Records from a collection
########

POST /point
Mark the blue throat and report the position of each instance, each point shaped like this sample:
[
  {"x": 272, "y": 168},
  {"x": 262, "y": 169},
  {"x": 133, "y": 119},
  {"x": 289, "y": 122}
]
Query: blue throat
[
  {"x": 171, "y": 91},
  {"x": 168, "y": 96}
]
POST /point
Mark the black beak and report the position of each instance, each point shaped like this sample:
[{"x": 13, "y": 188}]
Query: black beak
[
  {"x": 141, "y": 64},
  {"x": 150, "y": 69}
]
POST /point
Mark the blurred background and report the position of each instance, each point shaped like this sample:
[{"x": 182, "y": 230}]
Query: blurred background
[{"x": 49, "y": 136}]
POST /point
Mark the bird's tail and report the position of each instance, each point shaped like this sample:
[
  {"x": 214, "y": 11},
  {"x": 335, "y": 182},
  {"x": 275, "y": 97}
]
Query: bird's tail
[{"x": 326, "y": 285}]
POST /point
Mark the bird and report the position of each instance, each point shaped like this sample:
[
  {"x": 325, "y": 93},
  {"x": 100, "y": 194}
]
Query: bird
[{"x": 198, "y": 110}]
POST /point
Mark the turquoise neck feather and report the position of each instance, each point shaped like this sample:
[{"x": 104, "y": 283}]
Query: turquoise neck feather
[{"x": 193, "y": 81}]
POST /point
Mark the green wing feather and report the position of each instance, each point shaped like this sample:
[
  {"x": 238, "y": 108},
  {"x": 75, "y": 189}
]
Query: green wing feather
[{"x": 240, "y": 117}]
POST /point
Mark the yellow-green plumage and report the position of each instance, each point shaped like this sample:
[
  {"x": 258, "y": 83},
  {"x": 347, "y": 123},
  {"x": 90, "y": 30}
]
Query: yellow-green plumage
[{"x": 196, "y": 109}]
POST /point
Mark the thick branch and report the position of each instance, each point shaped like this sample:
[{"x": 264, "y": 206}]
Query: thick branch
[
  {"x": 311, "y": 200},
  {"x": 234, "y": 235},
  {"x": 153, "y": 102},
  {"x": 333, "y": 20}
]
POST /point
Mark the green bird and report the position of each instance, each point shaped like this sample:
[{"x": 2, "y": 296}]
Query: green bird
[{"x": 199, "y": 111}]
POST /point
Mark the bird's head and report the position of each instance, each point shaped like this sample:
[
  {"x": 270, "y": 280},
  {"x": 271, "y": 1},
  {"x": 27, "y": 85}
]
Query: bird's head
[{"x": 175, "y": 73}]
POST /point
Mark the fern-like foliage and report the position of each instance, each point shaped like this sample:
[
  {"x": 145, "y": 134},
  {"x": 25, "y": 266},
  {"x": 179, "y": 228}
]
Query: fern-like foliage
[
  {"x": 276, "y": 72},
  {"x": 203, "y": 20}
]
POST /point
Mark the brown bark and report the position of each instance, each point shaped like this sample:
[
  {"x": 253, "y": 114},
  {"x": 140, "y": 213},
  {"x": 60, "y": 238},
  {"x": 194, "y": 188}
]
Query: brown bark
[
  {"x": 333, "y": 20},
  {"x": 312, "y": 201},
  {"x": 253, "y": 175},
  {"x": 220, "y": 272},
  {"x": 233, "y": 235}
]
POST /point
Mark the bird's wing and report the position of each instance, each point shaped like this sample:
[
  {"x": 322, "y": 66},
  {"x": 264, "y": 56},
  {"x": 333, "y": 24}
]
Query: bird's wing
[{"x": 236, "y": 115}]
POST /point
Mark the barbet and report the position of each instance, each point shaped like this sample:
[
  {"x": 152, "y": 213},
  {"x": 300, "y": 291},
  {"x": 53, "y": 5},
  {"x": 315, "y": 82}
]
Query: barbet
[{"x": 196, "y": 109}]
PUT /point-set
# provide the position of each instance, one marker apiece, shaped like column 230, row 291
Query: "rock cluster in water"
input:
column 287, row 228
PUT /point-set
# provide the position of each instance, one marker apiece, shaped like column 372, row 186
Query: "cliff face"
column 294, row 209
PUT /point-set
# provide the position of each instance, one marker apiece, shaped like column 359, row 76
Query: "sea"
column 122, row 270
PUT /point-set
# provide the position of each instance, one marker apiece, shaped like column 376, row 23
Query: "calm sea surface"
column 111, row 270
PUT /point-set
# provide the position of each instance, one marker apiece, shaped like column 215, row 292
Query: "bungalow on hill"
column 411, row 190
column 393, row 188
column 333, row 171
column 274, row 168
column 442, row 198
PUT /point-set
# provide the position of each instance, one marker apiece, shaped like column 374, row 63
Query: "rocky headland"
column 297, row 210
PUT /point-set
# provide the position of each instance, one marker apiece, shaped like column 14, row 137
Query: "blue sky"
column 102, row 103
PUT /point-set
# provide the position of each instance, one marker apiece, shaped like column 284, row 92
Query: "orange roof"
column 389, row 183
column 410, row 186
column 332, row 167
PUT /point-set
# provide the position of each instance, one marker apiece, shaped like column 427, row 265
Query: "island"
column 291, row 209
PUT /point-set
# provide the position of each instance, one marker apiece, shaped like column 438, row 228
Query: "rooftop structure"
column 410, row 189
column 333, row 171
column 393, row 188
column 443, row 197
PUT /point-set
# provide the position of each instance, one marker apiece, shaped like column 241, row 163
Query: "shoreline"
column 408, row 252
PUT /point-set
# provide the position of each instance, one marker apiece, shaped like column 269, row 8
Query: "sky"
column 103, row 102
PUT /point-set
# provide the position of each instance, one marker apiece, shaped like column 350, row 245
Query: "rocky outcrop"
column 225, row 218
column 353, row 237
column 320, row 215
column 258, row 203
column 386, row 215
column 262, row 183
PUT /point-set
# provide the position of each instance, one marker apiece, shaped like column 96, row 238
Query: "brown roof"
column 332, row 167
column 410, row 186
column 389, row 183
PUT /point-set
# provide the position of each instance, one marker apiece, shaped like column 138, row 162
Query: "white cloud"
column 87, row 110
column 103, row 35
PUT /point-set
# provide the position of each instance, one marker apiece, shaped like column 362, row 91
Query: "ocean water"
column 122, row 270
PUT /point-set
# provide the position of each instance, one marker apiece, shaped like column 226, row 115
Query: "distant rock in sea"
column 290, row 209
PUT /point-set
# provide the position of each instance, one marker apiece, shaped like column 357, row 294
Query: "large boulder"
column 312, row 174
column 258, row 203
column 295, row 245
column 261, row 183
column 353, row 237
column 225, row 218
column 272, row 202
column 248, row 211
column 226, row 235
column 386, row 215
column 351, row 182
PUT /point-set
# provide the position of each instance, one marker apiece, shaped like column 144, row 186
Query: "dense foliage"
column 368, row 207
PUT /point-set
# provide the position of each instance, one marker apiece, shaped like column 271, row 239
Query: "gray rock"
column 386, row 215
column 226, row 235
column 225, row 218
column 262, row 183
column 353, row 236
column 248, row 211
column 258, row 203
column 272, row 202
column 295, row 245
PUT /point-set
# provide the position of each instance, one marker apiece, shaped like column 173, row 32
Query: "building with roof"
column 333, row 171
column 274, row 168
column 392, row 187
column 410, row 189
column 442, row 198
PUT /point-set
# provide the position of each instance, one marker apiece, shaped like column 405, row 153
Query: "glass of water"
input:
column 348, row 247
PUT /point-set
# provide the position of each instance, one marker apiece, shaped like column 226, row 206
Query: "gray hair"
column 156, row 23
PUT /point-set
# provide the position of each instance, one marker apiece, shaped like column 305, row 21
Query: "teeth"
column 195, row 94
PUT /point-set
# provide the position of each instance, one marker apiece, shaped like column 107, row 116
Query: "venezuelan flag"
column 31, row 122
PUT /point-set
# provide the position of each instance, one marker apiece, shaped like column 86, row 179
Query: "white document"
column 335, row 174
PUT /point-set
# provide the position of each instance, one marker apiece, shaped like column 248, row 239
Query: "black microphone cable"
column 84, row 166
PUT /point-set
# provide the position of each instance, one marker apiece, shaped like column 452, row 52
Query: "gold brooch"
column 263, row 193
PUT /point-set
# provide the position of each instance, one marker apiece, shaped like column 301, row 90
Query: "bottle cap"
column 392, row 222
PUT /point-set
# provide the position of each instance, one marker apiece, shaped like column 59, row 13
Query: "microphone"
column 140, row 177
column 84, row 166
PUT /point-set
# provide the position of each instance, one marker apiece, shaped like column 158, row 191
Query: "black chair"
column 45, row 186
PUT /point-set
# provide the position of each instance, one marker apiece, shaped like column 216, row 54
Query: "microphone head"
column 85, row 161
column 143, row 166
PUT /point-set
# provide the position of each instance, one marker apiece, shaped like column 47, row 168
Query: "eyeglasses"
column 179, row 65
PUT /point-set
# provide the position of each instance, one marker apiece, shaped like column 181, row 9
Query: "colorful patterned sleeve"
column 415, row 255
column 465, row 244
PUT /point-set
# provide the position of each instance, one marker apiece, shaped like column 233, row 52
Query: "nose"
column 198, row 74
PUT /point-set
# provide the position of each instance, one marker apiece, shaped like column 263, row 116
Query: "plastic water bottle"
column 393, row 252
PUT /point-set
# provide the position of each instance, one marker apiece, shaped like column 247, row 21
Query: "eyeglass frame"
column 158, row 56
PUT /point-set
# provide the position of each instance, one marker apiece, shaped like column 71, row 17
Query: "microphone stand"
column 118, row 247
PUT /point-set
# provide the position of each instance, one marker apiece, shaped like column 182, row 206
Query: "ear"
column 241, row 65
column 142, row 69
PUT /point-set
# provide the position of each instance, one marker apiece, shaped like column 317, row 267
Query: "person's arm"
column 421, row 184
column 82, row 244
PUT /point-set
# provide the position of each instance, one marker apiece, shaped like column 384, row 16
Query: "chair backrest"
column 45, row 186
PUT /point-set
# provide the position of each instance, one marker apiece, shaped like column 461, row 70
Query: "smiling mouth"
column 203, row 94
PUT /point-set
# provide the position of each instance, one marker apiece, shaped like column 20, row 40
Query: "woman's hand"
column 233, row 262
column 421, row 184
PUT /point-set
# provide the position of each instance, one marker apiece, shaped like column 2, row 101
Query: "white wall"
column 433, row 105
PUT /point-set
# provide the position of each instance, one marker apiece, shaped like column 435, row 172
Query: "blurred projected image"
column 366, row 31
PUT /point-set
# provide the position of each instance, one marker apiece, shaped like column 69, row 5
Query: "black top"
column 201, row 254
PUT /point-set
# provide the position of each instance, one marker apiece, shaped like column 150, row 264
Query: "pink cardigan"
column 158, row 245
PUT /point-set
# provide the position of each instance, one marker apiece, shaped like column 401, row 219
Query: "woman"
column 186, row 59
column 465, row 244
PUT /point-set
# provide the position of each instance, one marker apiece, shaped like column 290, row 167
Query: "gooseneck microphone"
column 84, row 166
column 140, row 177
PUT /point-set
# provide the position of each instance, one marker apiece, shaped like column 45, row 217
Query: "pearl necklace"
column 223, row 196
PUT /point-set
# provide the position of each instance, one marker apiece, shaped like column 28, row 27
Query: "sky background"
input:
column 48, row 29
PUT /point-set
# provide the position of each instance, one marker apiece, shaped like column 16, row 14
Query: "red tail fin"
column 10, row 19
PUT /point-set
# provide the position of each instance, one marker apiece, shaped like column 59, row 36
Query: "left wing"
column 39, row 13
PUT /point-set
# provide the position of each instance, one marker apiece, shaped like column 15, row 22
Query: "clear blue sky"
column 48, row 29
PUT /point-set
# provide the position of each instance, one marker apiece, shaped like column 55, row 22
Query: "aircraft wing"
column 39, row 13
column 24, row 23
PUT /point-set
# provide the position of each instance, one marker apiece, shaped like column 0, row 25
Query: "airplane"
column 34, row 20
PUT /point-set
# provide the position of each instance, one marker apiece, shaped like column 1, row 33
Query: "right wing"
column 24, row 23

########

Repeat exactly the lines above from the one with "14, row 137" up to and including the one with "427, row 265". No other line belongs in the reply.

**Reply**:
# provide the position of each instance, one marker apiece, shaped like column 14, row 137
Query: "blue sky"
column 102, row 103
PUT /point-set
# provide the position of each instance, one marker apiece, shaped like column 284, row 92
Query: "orange roof"
column 389, row 183
column 410, row 186
column 332, row 167
PUT /point-set
# provide the position of each instance, one marker apiece, shaped like column 427, row 265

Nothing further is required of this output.